### [SHORT EXERCISE]
Rewrite the data from the line with "# give the mask of every instance of the carpeted" through the end of the data as a two-column CSV with the columns request and mask, one row per request. Put each request's text and its full answer in one quoted field each, with line breaks replaced by spaces.
>> Start RECORDED INFORMATION
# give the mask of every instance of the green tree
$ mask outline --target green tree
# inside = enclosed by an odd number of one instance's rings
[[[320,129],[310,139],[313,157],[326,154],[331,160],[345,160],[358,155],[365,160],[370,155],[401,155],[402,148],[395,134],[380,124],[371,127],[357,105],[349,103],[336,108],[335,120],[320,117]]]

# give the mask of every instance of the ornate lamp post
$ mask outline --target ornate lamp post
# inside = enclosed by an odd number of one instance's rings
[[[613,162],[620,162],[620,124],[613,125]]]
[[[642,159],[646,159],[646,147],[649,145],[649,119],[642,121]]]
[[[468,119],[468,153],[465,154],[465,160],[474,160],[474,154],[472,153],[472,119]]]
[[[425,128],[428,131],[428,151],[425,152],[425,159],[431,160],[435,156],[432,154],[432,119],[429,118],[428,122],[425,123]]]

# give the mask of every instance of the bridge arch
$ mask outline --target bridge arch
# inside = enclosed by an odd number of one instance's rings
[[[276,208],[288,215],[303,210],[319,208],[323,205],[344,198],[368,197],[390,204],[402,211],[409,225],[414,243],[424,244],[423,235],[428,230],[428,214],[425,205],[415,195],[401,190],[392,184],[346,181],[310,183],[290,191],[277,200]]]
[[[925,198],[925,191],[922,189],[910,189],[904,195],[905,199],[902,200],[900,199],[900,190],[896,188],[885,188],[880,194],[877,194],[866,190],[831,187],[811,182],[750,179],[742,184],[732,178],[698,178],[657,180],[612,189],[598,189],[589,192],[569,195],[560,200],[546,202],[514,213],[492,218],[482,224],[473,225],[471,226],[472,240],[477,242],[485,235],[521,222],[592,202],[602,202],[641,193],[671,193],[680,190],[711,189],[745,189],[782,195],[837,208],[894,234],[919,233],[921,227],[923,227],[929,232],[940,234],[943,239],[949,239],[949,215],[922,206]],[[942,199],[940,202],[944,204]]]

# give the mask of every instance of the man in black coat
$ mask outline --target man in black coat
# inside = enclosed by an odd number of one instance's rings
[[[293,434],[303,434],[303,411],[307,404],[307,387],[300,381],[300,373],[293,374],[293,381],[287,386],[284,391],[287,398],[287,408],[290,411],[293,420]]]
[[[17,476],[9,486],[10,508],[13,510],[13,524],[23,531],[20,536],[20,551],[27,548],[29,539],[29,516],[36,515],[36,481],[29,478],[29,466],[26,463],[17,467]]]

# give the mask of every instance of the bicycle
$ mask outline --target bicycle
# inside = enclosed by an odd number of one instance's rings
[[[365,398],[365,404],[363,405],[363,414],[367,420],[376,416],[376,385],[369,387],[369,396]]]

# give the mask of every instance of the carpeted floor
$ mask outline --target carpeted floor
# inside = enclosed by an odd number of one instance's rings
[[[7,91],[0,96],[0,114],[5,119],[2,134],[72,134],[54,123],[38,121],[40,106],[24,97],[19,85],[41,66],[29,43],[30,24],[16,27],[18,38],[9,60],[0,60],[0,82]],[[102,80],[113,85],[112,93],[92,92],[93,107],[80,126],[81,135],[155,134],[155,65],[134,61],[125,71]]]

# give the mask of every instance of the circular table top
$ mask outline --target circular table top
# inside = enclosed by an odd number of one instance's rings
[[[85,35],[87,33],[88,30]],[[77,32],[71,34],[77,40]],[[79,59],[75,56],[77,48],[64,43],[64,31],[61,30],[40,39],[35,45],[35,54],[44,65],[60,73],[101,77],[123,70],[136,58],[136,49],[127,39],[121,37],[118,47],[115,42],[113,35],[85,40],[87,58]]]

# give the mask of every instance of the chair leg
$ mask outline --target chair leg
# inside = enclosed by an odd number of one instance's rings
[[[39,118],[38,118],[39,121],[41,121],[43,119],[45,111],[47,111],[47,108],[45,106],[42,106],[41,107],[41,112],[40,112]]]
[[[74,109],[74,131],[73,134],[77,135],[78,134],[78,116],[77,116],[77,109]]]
>> End RECORDED INFORMATION
### [ANSWER]
request,mask
"# give the mask of every instance of the carpeted floor $ mask outline --target carpeted floor # inside = enclosed by an odd number of one instance's rings","[[[7,91],[0,96],[0,114],[5,119],[2,134],[72,134],[54,123],[38,121],[40,106],[24,97],[19,85],[41,66],[29,43],[30,24],[16,27],[18,38],[9,60],[0,60],[0,82]],[[102,80],[113,85],[112,93],[92,92],[93,107],[80,126],[81,135],[155,134],[155,65],[134,61],[125,71]]]"
"# give the mask of every instance of the circular table top $ mask outline --target circular table top # inside = enclosed by an odd number of one instance's rings","[[[85,35],[87,33],[88,30]],[[77,32],[71,34],[77,40]],[[79,59],[75,56],[77,48],[64,43],[64,31],[61,30],[40,39],[35,45],[35,54],[44,65],[60,73],[101,77],[123,70],[136,58],[136,49],[127,39],[121,37],[118,47],[115,42],[113,35],[85,40],[87,58]]]"
"# give the mask of every instance of the chair leg $ mask outline --target chair leg # inside = enclosed by an odd number of one instance's rings","[[[39,118],[38,118],[39,121],[41,121],[43,119],[45,111],[47,111],[47,108],[45,106],[42,106],[41,107],[41,112],[40,112]]] [[[74,109],[74,131],[73,134],[77,135],[78,134],[78,116],[77,116],[77,109]]]"